Task prompt >> Copy each of the following lines without changing anything.
— BEGIN Material provided —
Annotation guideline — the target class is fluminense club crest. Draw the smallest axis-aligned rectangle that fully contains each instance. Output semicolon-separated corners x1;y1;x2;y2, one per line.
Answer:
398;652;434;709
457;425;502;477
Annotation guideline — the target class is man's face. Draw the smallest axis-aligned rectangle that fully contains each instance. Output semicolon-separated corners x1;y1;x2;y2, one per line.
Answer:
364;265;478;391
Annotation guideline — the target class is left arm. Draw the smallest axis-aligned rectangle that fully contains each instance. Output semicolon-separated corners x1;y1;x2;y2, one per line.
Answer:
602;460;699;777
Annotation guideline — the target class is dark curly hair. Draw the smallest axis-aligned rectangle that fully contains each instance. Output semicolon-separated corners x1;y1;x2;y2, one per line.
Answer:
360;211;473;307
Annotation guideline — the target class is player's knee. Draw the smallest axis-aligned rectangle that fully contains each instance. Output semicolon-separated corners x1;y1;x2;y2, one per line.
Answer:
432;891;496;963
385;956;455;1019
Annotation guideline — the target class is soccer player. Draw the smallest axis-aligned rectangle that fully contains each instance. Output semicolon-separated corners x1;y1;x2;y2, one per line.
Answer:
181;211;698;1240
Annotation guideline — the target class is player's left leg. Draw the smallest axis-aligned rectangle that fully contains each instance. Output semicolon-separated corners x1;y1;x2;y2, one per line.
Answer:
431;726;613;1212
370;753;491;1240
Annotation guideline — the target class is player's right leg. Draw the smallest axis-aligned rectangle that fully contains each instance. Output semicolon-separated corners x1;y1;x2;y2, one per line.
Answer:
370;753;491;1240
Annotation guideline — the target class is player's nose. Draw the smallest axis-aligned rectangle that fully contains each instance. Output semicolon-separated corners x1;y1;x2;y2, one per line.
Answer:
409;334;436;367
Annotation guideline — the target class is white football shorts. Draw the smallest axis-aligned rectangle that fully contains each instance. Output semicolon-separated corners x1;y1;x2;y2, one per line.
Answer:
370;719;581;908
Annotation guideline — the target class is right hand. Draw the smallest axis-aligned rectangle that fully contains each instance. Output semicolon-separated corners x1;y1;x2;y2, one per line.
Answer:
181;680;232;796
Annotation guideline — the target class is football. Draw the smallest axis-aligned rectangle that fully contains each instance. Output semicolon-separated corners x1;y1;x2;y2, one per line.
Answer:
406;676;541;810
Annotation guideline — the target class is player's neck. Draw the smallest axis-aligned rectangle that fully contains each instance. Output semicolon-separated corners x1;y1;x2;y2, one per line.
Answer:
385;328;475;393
— END Material provided —
The solution >>
Annotation guideline — the target class is fluminense club crest. Draw the smallest axis-aligned rectangle that fully contains each instance. Output semicolon-separated corners x1;y1;x2;y2, one per line.
Answer:
398;652;434;709
457;425;502;477
Annotation guideline — the target class is man's face. Draw the smallest axis-aligned rectangle that fully contains each instance. Output semicolon-separated corners x1;y1;x2;y2, one per line.
Answer:
364;265;478;391
Annotation guideline — the target class is left arm. Draw the smallest axis-aligned rectangle that fully contains each instance. Output semicolon-separated corners x1;y1;x2;y2, one per line.
Answer:
602;460;699;777
Annotation guideline — the target class is dark curly hair. Draw the smallest axis-aligned rectangle that fully contains each instance. Output semicolon-separated corners x1;y1;x2;y2, one per line.
Answer:
360;211;473;307
Annotation guideline — the target class is player's knee. Draw the smallest axis-aligned rectangle that fully contains each instance. Output semicolon-separated corners x1;y1;x2;y2, one per line.
Answer:
432;891;496;963
385;956;455;1019
Annotation guideline — the target class is soccer player. Draw the smallest axis-aligned rectangle that fully contains each instance. Output semicolon-separated corners x1;y1;x2;y2, one per line.
Answer:
181;211;698;1240
Annotation guideline — the target class is player's left leg. Draw the smallest axis-aligned rectangle that fully contains each instance. Output semicolon-separated corners x1;y1;x2;y2, one per line.
Answer:
431;726;613;1212
370;753;491;1240
Annotation guideline — the target class is player's right leg. Draw the smallest axis-aligned rectangle that fully contains each instance. Output semicolon-separated corners x1;y1;x2;y2, one per line.
Answer:
370;753;491;1240
Annotation guideline — the target class is player's nose. Draw the smallest axis-aligned rectangle that fully contains each instance. Output semicolon-separated corners x1;y1;x2;y2, one per line.
Answer:
409;334;436;367
Annotation guideline — the target class is white football shorts. Draw the smallest axis-aligned rectangle that fully contains each instance. Output semicolon-separated corners x1;y1;x2;y2, one per line.
Answer:
370;719;581;908
Annotation guideline — the target class is right hand. Draw the smallest axis-aligned rectangle that fully contains each instance. Output semicolon-separated corners x1;y1;x2;y2, one per line.
Answer:
181;680;232;796
Annotation guideline — the target class is football. Draw the smallest axis-aligned rectangle that fully contains each instance. Output semicolon-separated corners x1;y1;x2;y2, one per line.
Answer:
406;676;541;810
Annotation guideline — the target class is player's neck. Draw the smallest axis-aligned rectangle that fully contains each instance. Output semicolon-separated corners x1;y1;x2;y2, one per line.
Answer:
385;328;475;393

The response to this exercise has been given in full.